GIVEN PROBLEM: Begin with the line that contains "Exercise. Point out every instance of the work boot" and transcribe each line after it, up to and including the last line of the listing below.

START DATA TO PROCESS

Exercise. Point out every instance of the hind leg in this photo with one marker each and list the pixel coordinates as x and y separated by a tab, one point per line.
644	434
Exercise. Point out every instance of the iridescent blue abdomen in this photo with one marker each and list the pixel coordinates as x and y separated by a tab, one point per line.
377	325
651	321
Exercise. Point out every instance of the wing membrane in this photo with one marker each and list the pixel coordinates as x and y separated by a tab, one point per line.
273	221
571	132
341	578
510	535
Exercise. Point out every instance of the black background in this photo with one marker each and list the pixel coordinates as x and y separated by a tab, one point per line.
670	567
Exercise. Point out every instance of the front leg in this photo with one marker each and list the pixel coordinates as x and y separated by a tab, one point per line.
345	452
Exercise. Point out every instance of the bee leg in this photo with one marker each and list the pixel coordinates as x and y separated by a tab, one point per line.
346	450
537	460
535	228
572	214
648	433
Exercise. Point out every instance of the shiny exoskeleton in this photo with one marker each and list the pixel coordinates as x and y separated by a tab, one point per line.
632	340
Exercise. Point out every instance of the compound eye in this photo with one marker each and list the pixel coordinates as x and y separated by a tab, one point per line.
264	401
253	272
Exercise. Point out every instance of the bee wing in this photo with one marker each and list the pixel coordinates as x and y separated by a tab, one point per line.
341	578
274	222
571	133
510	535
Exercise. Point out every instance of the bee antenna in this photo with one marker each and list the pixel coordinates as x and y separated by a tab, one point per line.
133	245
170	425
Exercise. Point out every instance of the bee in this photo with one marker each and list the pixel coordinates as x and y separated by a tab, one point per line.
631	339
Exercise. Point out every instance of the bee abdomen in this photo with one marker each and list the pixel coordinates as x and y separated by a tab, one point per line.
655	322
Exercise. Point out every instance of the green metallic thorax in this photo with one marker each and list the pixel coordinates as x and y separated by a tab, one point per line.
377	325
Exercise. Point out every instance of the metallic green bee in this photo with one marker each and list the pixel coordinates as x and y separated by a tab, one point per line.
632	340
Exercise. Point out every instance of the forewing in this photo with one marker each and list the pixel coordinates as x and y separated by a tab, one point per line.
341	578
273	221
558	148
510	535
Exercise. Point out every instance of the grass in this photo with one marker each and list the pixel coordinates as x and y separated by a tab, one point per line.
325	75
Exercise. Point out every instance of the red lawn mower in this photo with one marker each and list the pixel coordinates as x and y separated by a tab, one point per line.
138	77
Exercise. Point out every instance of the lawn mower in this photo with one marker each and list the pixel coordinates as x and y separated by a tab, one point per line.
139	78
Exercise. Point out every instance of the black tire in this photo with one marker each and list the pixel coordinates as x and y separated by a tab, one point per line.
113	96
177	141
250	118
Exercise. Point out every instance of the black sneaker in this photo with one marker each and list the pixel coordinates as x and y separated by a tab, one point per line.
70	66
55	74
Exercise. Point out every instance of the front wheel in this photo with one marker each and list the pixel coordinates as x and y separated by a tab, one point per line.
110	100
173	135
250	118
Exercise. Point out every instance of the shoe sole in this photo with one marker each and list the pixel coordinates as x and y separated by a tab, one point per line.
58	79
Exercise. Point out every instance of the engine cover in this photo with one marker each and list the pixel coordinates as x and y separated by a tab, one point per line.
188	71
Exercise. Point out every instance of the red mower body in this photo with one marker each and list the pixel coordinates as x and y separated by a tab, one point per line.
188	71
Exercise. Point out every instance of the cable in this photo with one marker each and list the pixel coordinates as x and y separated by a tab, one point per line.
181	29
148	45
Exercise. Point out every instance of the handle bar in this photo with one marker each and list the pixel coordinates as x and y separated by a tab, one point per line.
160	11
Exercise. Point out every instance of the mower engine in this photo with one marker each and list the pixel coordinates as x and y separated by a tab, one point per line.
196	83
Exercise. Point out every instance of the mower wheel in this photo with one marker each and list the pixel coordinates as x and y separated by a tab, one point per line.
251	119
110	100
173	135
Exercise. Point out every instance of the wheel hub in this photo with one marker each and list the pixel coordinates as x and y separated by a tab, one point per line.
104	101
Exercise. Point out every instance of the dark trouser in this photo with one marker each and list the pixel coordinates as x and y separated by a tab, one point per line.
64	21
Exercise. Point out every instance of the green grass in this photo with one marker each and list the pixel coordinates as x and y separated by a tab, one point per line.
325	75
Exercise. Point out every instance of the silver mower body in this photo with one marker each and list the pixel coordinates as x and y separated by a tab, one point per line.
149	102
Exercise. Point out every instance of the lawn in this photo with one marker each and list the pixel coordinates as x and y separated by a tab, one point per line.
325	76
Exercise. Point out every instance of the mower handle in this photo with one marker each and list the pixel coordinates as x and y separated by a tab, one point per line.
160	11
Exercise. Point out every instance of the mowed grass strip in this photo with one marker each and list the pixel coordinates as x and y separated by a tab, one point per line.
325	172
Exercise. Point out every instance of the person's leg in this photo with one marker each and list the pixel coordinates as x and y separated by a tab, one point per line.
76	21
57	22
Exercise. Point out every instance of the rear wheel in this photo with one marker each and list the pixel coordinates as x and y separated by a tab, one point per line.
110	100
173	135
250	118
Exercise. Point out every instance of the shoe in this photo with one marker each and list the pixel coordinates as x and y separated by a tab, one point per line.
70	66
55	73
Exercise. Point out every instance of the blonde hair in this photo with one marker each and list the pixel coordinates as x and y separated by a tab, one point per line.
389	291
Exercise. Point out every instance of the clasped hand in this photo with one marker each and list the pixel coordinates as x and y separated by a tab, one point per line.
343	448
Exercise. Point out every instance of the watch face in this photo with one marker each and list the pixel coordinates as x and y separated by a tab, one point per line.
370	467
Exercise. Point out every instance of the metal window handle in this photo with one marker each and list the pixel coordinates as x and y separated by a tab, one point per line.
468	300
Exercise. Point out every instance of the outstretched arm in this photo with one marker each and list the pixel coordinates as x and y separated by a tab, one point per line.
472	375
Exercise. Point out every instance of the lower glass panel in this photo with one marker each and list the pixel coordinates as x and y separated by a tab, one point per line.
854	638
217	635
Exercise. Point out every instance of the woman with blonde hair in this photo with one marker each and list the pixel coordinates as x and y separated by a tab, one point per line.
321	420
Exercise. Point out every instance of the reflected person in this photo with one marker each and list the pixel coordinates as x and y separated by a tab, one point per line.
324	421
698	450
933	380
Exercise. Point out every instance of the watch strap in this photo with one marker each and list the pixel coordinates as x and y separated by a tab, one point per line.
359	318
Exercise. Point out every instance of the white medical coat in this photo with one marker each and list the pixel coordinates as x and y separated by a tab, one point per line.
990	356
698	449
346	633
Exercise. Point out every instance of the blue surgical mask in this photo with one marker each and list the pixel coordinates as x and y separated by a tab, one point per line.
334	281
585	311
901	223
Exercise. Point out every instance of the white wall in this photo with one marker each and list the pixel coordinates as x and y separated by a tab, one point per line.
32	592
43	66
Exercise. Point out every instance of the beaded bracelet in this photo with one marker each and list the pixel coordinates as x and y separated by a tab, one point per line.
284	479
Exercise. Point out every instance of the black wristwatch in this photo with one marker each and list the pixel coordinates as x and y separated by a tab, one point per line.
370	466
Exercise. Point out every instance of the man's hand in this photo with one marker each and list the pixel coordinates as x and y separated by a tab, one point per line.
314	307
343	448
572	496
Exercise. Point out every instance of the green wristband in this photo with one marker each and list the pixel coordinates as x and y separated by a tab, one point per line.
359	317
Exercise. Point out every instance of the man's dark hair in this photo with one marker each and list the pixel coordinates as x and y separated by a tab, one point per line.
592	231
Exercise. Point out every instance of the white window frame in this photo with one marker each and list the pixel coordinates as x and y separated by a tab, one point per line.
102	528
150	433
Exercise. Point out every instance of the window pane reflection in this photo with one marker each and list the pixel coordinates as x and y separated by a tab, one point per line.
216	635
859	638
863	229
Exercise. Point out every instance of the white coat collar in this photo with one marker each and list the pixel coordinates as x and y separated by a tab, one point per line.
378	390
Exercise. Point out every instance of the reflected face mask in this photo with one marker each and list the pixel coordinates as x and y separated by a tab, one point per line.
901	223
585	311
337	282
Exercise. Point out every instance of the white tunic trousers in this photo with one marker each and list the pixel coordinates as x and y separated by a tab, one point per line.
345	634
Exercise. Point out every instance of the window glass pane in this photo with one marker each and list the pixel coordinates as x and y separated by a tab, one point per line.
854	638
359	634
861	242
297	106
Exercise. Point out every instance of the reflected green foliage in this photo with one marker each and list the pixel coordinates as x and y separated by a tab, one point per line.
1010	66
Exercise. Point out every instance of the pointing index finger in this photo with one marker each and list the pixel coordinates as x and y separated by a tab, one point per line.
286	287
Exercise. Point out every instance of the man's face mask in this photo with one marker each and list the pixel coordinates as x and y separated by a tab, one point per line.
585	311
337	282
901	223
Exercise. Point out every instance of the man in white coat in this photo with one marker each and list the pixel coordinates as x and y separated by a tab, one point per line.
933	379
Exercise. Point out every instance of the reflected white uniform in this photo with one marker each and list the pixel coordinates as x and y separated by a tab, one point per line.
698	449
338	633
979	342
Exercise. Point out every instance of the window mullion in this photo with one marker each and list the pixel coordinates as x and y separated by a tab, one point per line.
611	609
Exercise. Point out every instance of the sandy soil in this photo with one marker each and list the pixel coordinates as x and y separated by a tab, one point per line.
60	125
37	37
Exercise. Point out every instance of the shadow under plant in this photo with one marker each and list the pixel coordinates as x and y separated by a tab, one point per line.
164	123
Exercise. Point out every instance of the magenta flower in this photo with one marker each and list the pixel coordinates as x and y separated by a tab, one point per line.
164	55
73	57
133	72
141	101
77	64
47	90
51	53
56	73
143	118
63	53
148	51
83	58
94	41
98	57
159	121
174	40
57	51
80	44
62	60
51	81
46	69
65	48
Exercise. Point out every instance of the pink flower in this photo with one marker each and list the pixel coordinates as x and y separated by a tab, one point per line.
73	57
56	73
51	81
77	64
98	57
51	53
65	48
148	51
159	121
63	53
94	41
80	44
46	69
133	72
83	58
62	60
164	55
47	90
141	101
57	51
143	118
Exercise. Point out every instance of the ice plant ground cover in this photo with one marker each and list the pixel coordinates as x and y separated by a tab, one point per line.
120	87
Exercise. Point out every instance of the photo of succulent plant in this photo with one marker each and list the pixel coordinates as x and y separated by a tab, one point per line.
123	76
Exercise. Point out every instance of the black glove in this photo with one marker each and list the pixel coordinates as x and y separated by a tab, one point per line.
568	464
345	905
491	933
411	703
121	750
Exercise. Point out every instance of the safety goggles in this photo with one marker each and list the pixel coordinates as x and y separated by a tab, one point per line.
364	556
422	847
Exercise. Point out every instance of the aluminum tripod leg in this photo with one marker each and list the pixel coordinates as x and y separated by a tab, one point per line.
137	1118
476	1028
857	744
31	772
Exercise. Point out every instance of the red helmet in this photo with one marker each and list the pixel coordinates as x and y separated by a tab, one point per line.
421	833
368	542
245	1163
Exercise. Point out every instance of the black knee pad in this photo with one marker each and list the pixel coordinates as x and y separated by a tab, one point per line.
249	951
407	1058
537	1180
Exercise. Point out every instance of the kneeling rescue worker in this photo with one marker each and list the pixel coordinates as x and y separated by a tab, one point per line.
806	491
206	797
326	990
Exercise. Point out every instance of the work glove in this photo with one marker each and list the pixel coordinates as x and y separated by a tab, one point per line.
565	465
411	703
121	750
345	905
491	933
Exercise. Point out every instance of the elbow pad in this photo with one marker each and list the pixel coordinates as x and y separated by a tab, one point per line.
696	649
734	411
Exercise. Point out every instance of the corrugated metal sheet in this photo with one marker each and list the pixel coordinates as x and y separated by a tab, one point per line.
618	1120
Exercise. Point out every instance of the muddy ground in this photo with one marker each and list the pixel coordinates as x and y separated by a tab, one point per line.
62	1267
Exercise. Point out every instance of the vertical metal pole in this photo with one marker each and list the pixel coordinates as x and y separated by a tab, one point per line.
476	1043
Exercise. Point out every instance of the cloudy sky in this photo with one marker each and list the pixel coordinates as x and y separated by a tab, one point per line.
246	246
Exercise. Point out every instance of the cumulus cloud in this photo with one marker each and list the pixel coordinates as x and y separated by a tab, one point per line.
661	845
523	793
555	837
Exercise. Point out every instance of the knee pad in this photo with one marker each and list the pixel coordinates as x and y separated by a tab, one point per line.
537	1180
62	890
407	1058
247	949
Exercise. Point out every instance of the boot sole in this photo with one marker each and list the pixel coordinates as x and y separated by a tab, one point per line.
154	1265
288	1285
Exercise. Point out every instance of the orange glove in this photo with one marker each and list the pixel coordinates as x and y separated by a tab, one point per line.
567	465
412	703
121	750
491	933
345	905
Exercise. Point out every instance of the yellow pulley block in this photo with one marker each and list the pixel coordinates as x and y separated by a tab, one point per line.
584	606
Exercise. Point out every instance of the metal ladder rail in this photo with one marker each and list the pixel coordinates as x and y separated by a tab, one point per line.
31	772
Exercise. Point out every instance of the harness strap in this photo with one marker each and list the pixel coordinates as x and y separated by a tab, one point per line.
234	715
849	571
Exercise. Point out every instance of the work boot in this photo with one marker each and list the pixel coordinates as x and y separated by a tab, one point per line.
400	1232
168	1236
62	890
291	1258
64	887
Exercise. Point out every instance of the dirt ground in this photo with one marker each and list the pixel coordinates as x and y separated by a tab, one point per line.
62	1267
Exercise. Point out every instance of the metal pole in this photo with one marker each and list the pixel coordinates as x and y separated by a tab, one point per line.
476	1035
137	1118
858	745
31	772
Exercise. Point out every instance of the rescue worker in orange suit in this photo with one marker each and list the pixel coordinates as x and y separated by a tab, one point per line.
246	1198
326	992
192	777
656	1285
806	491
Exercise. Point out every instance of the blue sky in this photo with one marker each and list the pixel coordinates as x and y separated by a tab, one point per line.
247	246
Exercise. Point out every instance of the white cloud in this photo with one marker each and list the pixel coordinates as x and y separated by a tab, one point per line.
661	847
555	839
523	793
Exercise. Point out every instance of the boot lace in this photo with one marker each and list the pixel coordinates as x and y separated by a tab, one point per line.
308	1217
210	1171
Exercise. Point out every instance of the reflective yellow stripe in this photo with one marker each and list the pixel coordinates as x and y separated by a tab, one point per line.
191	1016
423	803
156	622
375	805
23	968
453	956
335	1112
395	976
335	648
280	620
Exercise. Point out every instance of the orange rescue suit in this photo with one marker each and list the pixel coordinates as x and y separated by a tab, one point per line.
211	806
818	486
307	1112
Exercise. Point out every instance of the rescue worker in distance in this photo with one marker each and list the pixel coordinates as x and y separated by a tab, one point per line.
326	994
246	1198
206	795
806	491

END DATA TO PROCESS

FINISHED TASK:
Exercise. Point out every instance of the work boot in this photo with one marker each and list the pixel coordinates as x and y separated by a tab, one point per line.
400	1232
168	1236
62	890
291	1258
64	887
Exercise. Point out every instance of the dirt ground in this photo with one marker each and list the pixel coordinates as x and y separated by a tab, one point per line.
62	1267
Exercise. Point out every instance of the metal pole in this photo with one marker each and list the pixel coordinates as x and y separated by a tab, one point per line.
476	1035
137	1118
858	745
31	772
Exercise. Point out every instance of the rescue worker in orange suit in this photo with one marker each and list the pixel coordinates as x and y separated by a tab, one point per line.
246	1198
326	992
192	777
656	1285
806	491
Exercise. Point out every instance of the blue sky in this photo with one marker each and list the pixel coordinates as x and y separated by a tab, one point per line.
247	246
Exercise. Point out every instance of the white cloud in this photo with one marker each and list the pixel coordinates as x and y separated by a tab, one point per line.
661	847
555	839
523	793
Exercise. Point out every instance of the boot lace in this photo with one marker each and list the pixel coordinates as x and y separated by a tab, one point per line.
308	1217
210	1171
Exercise. Point out every instance of the reflective yellow stripe in this photo with one marker each and list the pixel coordinates as x and y separated by a tab, one point per line.
191	1016
423	803
156	622
375	805
23	968
453	956
335	1112
395	976
335	648
280	620
Exercise. Point out every instance of the orange rescue suit in this photo with one marker each and list the pixel coordinates as x and y separated by a tab, one point per line.
211	806
818	486
307	1112
Exercise. Point out every instance of the rescue worker in distance in this photo with one marker each and list the pixel coordinates as x and y separated by a tab, one point per line.
326	994
246	1198
206	795
806	491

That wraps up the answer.